++++ SUPPLIED RECORDS
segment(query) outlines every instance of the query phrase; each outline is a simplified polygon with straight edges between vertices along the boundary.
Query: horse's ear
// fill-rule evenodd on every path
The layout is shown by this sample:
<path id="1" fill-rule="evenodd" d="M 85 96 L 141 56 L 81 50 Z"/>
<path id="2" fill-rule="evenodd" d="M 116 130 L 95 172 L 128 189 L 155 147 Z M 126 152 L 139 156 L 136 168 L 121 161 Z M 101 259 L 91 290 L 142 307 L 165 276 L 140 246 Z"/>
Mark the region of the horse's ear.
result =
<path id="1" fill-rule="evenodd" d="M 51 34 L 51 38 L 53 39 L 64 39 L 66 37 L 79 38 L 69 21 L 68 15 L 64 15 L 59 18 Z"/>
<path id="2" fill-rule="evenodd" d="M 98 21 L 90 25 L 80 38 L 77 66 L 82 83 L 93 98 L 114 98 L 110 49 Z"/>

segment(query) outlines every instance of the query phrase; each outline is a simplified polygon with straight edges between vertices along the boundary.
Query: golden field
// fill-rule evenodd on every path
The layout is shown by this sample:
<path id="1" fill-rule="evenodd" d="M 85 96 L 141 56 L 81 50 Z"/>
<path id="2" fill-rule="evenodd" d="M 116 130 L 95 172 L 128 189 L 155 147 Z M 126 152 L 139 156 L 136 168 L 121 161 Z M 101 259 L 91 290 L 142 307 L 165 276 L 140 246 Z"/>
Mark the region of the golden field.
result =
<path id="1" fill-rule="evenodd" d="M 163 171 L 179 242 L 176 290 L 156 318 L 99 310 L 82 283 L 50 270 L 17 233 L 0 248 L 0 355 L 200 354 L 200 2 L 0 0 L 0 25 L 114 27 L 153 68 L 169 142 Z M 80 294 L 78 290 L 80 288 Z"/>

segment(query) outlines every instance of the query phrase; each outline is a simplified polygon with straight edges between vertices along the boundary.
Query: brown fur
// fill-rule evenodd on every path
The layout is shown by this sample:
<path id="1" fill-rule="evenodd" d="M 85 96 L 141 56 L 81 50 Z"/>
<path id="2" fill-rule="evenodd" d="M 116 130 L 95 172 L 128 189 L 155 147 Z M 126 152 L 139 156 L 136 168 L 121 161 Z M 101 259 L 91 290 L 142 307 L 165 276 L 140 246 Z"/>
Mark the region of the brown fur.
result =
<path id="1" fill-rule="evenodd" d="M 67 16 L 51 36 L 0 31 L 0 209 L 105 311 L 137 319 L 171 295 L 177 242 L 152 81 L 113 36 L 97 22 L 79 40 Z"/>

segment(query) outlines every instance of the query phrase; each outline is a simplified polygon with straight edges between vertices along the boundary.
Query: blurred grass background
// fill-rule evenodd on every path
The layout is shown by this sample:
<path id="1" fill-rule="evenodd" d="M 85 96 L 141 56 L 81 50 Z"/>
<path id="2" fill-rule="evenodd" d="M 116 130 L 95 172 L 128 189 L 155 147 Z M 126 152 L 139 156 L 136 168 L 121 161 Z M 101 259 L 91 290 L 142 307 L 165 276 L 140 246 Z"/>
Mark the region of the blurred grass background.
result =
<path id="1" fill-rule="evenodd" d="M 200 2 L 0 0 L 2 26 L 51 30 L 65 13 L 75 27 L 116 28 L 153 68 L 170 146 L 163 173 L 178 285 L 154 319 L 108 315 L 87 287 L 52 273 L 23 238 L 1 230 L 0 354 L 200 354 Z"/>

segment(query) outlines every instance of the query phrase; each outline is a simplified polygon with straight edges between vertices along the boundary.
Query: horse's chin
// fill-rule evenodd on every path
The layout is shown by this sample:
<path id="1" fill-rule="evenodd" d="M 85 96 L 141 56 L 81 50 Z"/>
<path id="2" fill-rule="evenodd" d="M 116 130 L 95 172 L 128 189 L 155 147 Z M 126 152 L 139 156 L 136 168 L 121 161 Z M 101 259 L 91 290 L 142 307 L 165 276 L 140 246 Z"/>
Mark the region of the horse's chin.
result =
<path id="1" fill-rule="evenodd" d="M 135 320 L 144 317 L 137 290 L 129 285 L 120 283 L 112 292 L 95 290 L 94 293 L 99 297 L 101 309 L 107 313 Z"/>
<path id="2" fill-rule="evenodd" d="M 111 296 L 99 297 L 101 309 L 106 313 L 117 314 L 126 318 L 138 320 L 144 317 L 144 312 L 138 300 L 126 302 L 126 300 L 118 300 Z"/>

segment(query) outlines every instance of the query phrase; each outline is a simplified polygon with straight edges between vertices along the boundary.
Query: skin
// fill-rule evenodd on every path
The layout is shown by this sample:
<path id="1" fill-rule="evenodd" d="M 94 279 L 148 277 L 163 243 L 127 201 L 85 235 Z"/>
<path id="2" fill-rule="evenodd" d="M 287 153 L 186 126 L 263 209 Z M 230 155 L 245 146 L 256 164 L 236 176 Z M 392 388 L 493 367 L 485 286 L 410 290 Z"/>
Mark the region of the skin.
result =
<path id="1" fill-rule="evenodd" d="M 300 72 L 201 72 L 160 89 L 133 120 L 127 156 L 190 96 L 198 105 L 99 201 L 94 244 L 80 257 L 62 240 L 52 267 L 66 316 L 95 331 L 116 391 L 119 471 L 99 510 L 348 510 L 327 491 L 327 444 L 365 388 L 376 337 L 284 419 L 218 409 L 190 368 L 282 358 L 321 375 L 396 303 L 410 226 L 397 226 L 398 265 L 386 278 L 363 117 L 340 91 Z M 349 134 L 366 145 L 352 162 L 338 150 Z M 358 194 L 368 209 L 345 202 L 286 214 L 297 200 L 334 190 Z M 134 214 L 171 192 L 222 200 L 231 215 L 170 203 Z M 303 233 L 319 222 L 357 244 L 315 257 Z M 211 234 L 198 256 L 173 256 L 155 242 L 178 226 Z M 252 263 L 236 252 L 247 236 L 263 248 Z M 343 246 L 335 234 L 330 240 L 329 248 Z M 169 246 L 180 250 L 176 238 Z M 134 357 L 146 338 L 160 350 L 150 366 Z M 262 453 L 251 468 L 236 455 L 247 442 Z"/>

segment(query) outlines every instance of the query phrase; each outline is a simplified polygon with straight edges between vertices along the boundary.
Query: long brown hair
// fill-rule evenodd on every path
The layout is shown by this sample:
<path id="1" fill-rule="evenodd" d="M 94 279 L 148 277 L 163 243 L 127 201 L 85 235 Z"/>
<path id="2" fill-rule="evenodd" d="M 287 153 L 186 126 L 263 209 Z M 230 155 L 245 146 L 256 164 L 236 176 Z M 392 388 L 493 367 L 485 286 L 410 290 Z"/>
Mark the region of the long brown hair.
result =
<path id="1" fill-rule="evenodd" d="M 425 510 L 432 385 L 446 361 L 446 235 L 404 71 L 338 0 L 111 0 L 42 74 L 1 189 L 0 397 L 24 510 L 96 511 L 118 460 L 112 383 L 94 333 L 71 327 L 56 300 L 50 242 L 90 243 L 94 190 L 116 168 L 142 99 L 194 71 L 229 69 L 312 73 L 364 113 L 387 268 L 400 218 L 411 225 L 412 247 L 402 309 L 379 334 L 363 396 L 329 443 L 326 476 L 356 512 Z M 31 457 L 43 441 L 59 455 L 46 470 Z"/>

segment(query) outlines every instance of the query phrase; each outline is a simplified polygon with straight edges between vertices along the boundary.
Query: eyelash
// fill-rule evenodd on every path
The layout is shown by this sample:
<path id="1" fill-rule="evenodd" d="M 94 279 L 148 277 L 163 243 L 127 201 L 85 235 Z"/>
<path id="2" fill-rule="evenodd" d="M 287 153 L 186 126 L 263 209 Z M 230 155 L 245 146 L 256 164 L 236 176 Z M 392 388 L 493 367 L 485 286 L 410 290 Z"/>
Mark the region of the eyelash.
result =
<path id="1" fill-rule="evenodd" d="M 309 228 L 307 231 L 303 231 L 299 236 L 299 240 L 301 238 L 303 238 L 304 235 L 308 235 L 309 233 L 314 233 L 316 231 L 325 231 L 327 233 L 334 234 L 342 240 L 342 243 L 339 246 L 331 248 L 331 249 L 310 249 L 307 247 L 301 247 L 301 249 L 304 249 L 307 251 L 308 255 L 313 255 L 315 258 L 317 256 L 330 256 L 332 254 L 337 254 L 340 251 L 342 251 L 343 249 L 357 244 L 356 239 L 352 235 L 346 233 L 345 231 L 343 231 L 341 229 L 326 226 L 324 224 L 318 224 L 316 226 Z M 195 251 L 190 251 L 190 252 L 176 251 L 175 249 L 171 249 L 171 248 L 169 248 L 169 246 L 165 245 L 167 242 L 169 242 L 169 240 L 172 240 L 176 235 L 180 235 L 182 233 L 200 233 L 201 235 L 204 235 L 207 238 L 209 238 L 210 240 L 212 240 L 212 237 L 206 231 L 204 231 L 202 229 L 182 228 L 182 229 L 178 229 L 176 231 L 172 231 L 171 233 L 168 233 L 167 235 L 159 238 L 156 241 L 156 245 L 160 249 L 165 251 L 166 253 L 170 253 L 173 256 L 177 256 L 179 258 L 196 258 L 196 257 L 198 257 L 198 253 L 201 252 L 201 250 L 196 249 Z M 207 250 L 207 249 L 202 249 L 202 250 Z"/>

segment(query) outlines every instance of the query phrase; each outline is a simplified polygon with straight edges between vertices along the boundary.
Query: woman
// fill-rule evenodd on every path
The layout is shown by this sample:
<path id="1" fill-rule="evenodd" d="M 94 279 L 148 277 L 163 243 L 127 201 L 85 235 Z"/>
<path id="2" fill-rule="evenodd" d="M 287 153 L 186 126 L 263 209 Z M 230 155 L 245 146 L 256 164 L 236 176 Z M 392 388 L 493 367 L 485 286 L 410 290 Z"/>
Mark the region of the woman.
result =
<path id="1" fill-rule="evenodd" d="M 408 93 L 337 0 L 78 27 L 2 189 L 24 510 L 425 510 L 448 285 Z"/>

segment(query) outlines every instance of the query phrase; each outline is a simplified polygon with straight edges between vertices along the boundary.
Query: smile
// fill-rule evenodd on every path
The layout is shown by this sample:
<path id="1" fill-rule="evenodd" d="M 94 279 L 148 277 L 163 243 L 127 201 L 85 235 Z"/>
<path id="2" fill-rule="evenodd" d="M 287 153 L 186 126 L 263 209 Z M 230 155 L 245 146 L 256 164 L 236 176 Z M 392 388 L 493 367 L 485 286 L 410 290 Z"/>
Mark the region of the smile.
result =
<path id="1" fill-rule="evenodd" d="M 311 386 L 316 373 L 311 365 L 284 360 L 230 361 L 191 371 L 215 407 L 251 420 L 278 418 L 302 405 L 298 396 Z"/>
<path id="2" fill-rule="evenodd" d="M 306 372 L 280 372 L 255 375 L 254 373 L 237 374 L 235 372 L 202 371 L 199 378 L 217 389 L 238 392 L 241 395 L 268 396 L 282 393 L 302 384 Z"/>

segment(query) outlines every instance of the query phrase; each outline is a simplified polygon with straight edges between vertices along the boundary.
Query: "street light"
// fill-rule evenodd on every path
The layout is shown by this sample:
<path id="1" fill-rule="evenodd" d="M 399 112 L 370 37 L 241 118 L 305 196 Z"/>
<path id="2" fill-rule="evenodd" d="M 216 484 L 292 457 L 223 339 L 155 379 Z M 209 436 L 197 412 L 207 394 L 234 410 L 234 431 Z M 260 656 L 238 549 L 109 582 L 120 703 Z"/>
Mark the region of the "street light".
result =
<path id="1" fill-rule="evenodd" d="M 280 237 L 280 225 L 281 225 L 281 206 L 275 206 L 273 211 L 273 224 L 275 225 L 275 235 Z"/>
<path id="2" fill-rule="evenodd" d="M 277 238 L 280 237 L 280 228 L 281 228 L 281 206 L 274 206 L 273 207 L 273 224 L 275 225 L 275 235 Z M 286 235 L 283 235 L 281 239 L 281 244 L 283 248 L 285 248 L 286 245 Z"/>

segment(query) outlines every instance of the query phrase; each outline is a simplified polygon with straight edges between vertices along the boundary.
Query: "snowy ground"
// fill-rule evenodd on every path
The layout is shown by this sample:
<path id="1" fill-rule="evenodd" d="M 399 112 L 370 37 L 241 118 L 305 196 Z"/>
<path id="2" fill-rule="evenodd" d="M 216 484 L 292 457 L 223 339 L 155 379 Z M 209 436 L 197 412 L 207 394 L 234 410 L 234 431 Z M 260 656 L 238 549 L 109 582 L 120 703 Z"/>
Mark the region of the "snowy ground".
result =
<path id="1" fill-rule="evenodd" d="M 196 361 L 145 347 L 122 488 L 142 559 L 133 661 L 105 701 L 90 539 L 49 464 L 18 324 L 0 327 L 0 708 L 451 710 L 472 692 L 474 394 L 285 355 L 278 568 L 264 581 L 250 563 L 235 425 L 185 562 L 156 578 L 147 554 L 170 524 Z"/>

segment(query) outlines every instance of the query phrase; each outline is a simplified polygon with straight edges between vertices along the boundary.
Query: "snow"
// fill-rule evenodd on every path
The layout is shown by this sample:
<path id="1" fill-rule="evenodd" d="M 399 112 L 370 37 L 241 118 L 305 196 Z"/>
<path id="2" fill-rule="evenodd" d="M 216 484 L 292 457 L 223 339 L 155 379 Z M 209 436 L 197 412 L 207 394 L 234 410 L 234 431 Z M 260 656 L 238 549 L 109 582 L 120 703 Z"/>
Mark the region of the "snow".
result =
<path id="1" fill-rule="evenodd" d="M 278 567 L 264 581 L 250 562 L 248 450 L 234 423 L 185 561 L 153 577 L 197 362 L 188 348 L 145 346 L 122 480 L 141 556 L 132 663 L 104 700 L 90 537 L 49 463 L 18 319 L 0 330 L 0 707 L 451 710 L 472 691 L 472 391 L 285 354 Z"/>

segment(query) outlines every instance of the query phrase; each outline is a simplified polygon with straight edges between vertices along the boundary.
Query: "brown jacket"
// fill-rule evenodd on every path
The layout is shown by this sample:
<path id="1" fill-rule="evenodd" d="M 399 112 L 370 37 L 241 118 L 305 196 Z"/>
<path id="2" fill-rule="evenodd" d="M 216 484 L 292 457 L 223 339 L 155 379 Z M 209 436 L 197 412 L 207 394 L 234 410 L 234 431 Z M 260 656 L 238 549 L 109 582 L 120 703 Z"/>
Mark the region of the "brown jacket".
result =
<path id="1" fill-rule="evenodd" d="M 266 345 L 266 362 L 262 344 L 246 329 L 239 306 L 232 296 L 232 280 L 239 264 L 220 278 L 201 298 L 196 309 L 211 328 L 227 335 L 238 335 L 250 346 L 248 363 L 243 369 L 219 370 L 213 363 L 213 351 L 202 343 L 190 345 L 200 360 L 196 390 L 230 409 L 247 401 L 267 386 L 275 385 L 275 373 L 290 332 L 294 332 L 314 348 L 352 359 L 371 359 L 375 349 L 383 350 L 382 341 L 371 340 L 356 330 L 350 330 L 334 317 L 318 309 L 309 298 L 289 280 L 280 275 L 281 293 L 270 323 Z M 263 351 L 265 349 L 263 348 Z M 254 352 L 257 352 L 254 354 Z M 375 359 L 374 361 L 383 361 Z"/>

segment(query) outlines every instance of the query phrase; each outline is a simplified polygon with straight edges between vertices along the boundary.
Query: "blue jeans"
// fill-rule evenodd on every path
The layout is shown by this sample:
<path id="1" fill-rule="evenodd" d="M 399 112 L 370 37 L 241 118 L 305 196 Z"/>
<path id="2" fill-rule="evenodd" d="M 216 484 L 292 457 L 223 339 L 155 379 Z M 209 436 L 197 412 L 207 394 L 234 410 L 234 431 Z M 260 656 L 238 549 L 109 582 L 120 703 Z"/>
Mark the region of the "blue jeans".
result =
++++++++
§ **WORK TASK**: Every line with the word "blue" in it should be copied from the listing above.

§ **WRITTEN RESPONSE**:
Query: "blue jeans"
Mark the region of the "blue jeans".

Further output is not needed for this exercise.